Data listing:
────────────────

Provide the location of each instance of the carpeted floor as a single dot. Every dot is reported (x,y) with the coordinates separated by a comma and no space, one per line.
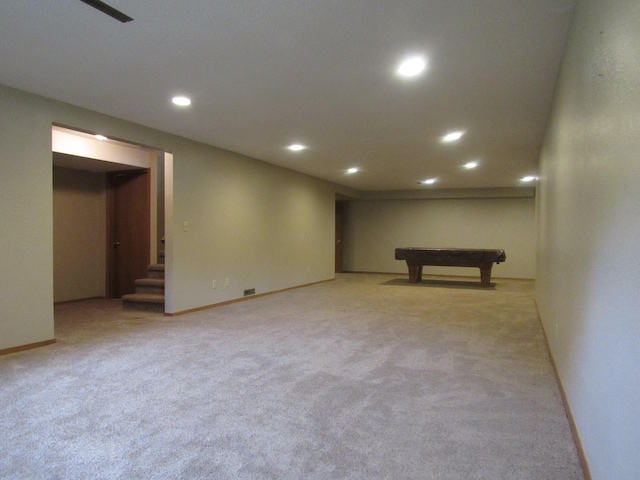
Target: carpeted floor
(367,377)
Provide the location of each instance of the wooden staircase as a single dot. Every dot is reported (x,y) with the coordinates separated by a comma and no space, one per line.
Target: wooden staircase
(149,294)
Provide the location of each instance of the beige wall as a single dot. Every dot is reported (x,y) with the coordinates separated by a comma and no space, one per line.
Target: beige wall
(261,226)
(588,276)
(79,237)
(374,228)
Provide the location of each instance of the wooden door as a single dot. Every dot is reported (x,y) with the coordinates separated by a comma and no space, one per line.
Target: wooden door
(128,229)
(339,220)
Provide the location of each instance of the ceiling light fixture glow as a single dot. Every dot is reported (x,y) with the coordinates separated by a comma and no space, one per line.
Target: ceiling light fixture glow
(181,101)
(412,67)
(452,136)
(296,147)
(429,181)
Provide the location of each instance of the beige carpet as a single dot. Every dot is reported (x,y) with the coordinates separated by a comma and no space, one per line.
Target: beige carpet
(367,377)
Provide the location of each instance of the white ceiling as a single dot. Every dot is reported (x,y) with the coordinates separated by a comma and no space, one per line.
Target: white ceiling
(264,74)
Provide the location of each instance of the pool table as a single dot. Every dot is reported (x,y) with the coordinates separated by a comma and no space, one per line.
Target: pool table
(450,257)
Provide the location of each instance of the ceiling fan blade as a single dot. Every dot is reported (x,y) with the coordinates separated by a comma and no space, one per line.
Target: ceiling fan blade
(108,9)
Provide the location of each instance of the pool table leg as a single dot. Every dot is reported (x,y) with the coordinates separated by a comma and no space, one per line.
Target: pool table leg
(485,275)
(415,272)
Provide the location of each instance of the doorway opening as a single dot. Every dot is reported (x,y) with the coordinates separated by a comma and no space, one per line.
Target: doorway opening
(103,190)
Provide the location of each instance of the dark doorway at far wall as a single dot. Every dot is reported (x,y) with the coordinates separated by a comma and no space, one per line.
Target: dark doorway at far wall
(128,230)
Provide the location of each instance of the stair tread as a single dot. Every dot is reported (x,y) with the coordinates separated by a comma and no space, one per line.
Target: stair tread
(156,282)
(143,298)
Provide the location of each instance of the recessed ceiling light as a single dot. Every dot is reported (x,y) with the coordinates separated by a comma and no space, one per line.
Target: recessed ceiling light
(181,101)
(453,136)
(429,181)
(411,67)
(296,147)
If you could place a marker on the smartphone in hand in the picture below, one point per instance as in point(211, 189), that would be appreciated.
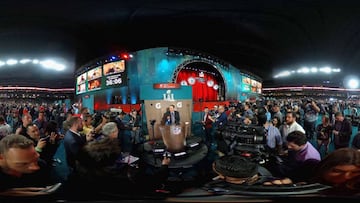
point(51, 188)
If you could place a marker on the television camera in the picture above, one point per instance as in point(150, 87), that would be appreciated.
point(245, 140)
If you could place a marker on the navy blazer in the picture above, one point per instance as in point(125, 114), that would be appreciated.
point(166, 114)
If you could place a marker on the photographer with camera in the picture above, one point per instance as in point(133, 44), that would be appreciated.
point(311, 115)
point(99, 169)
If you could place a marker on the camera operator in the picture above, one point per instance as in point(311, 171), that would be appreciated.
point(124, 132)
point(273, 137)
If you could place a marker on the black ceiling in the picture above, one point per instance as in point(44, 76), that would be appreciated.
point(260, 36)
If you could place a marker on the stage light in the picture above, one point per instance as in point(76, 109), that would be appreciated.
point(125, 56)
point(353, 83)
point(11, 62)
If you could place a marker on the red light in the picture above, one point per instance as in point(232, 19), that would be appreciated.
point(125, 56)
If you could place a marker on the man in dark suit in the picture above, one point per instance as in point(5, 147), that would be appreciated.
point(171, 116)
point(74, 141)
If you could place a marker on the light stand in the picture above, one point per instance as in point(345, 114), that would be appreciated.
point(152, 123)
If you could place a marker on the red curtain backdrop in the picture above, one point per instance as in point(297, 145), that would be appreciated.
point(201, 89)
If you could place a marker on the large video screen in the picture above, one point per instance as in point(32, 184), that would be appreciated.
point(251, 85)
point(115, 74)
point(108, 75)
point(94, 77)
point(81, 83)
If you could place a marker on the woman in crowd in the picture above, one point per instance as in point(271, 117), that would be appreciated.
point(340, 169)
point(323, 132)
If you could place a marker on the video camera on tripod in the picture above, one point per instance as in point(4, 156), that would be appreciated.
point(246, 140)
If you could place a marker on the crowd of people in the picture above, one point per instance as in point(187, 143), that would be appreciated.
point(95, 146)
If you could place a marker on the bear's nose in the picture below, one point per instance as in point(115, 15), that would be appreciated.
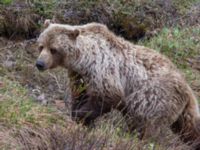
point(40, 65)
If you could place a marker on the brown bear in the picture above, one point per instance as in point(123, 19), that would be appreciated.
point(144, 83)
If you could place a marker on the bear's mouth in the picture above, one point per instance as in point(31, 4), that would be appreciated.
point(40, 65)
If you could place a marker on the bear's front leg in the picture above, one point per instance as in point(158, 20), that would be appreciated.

────────────────

Required work: Transcribe every entry word for word, but omit the pictures.

Problem solution:
Provide the location of each instance of the carpeted floor as a single dot. Every dot is reported (x,y) with the coordinates separated by a comma and no space, one per line.
Target: carpeted floor
(367,377)
Provide the location of each instance of the wooden staircase as a single dot. Every dot is reported (x,y) with the coordinates separated by a comma and no space, one per line.
Target: wooden staircase
(149,294)
Provide the location of each instance of the beige wall as a single dot. Every dot is reported (x,y) with the coordinates separated by a comma and no space, one per line.
Target: beige wall
(261,226)
(588,276)
(79,237)
(374,228)
Provide the location of each instance of the wooden door as a single dot. Every dot is reported (x,y) with the coordinates separated by a comma and no space, one per line.
Target: wooden door
(128,229)
(339,220)
Provide the location of each instance of the ceiling light fixture glow as a single dot. Every dot is reported (x,y) with the coordinates separated by a comma and no space, one per line.
Target: ceiling light fixture glow
(181,101)
(412,67)
(452,136)
(296,147)
(429,181)
Provide the location of each instance of the beige carpet as a single dot. Every dot is reported (x,y) with the coordinates separated by a comma and no space, one per line.
Target: beige carpet
(367,377)
Provide the location of each instance of the white ceiling as a single dot. Every dot is reported (x,y) with the coordinates separated by a comma and no space, one per line.
Target: white ceiling
(264,74)
Provide the location of each instance of the pool table as a single dot. Every dot is reported (x,y) with the coordinates separated by a comma and no space, one per line.
Target: pool table
(450,257)
Provide the location of each instance of the ceiling fan blade as a single dot. Every dot is reported (x,y) with the coordinates separated by a comma and no space, one per line.
Target: ceiling fan blade
(108,9)
Provide the location of each instance of the pool table leg as a single dot. Every dot is reported (x,y) with the coordinates separated by a comma and no space, one per line.
Target: pool table leg
(485,275)
(415,272)
Provide the location of each instance of the doorway opening as a single dot. Every dot is reported (x,y) with the coordinates separated by a comma and no space, one per line.
Target: doorway opening
(103,190)
Provide the location of each instance of the dark doorway at far wall as a single dot. Every dot is reported (x,y) with the coordinates separated by a comma and no space, one per line.
Target: dark doorway at far wall
(128,230)
Provide the location of each instance of the stair tread as a single dot. Every dot is reported (x,y) with the coordinates separated by a comma and no space, one per line.
Target: stair tread
(156,282)
(143,298)
Provide the location of each instance of the recessed ceiling light as a single dot. Every dot is reported (x,y) with the coordinates separated by a comma and no space, one per line.
Target: recessed ceiling light
(181,101)
(453,136)
(429,181)
(411,67)
(296,147)
If you could place a marker on the smartphone in hand in the picture below, one point per instance as in point(211, 189), that would be appreciated.
point(51, 188)
If you could place a marker on the television camera in the picture above, one point per instance as in point(150, 87), that would be appreciated.
point(245, 140)
If you could place a marker on the navy blazer in the picture above, one point per instance as in point(125, 114), that would be appreciated.
point(166, 114)
If you could place a marker on the photographer with camera in the picture above, one point per instance as in point(133, 44), that would be appreciated.
point(311, 115)
point(99, 169)
If you could place a marker on the camera operator in the picture above, one point per instance as in point(311, 171), that would be appreciated.
point(124, 132)
point(273, 137)
If you could place a marker on the black ceiling in the picture above, one point per instance as in point(44, 76), that would be appreciated.
point(260, 36)
If you could place a marker on the stage light in the picture above, one point per instance as in point(76, 109), that would be appreciated.
point(125, 56)
point(353, 83)
point(11, 62)
If you could place a marker on the red light in the picture above, one point per instance as in point(232, 19), that would be appreciated.
point(125, 56)
If you could place a marker on the man in dark suit in the picture above, one point per instance as in point(5, 147), that would be appreciated.
point(171, 116)
point(74, 141)
If you could place a marker on the light stand in the picture above, one point per instance as in point(345, 114), that would be appreciated.
point(152, 123)
If you could place a marker on the red curtain backdrop in the picture above, one point per instance as in point(297, 145), that would be appreciated.
point(201, 89)
If you could place a marker on the large video screen in the picture above, one point per instance as in point(32, 184), that would be appreciated.
point(251, 85)
point(115, 74)
point(108, 75)
point(94, 77)
point(81, 83)
If you could place a marker on the woman in crowd in the picture above, one point per instance as in point(271, 117), that would be appreciated.
point(340, 169)
point(323, 132)
If you could place a marker on the video camera on tripod in the picture above, one point per instance as in point(4, 156), that would be appreciated.
point(246, 140)
If you could place a marker on the crowd of people in the picture above, one point per instance as in point(187, 143), that would be appreciated.
point(95, 146)
If you could place a marker on the bear's nose in the picture below, one point per instance as in point(115, 15), that would be appreciated.
point(40, 65)
If you could place a marker on the brown bear in the picture above, one point per instance as in point(123, 19), that would be appreciated.
point(144, 83)
If you could place a marker on the bear's mouth in the picture above, one point per instance as in point(31, 4), that would be appreciated.
point(40, 65)
If you could place a marker on the bear's front leg in the picture above, one point per instance as in point(158, 20), that would be appreciated.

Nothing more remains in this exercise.